• _Document extract_
- Opening Delimiter -

A 38-year-old cat lover is among those who found success thanks to Cal U’s Supplemental Instruction program.

Meet Nicole Shatzer, who’s enthusiastic about her career possibilities once she graduates from the veterinary technology program, but also realistic about academics.

She learns at a slower pace due to a medical condition. And – let’s be real, she says – high school chemistry was almost 20 years ago.

“A professor with 30 students in a class can’t slow down just for me,” Shatzer says. “And there was one concept, unit conversion, that I wasn’t understanding. Everyone else had already learned it in high school. But that was a while ago for me.”

SUPPLEMENTAL INSTRUCTION

No matter your age or major, the one-stop place for peer-based academic support is the Vulcan Learning Commons in Noss Hall. It’s home to the Foundry Writing Center and the Learning Assistance Center.

Within the LAC is a learning option called Supplemental Instruction, under the guidance of Tyton Brunner ’16, ’19, an academic achievement specialist in the Office of Academic Success and a first-generation college student.

Supplemental Instruction, or SI, is offered in person and online at Cal U through a five-year, $2.1 million grant awarded in 2020 through the U.S. Department of Education’s Title III Strengthening Institutions program.

It uses a group-learning approach designed to enhance student success in “barrier courses” – classes with higher failure and withdrawal rates.

Cal U offered 27 Supplemental Instruction courses in Fall 2021, from Arabic to vet tech.

Brunner recruits, hires and trains SI leaders – current students with a grade-point average of 3.0 or higher who already have passed these historically challenging courses with a B+ grade or better.

SI leaders take the course again, along with as the students in their group.

“They work hand in hand with the professors to figure out the most important content each week,” Brunner explains.

“It’s not tutoring. Neither is it re-lecturing of the course. SI leaders are using collaborative learning techniques and strategies that help students think critically for themselves.”

For example, students might work together in groups using a “Jeopardy!” answer-and-question format to learn a particular lesson.

“Leaders won’t give you the answer,” Brunner says. “They’ll allow the students to think before they answer, maybe send them back to the notes, PowerPoints, textbooks or sample equations.”

BENEFITS FOR LEADERS

Sophomore Riley Bell is a health science major who’s interested in a career as a physician assistant.

He’s highly motivated, accumulating clinical hours as a rehabilitation aide for UPMC Magee Women’s Hospital and UMPC Rooney Sport Complex.

- Closing Delimiter -

• _Extracted records_
- Opening Delimiter -

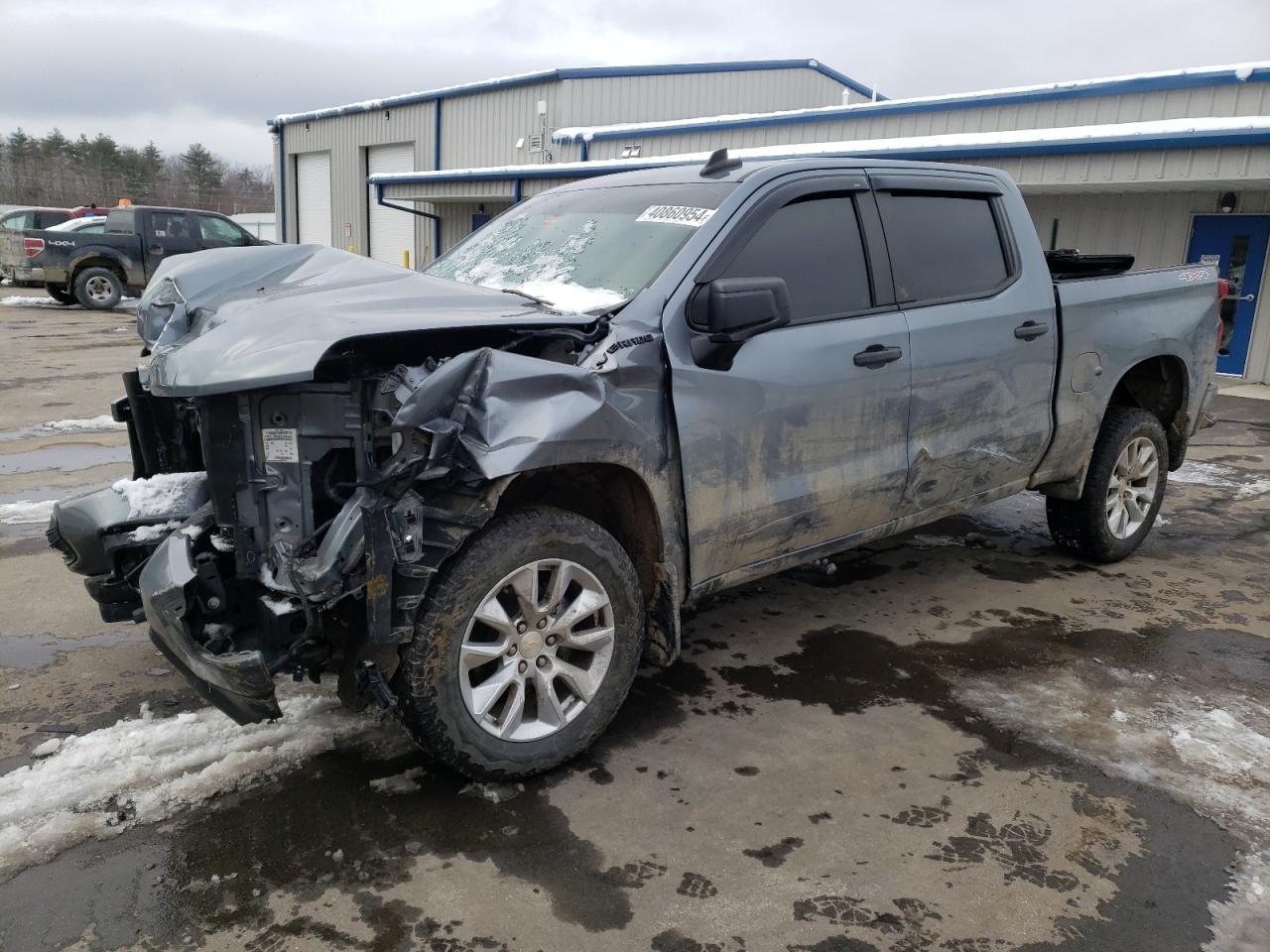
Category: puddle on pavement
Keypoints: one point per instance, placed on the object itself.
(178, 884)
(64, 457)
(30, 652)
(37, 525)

- Closing Delimiter -

• _Work instructions_
1. Echo the portion of the article on Cal U's Supplemental Instruction program that begins with the words containing "Meet Nicole Shatzer, who’s" and ends with "20 years ago.".
2. Answer these questions from the article on Cal U's Supplemental Instruction program:
(a) In which hall is the Vulcan Learning Commons located?
(b) How many Supplemental Instruction courses did Cal U offer in Fall 2021?
(c) What grade-point average must SI leaders have?

• _Outputs by task_
1.
Meet Nicole Shatzer, who’s enthusiastic about her career possibilities once she graduates from the veterinary technology program, but also realistic about academics.

She learns at a slower pace due to a medical condition. And – let’s be real, she says – high school chemistry was almost 20 years ago.

2.
(a) Noss Hall
(b) 27
(c) 3.0 or higher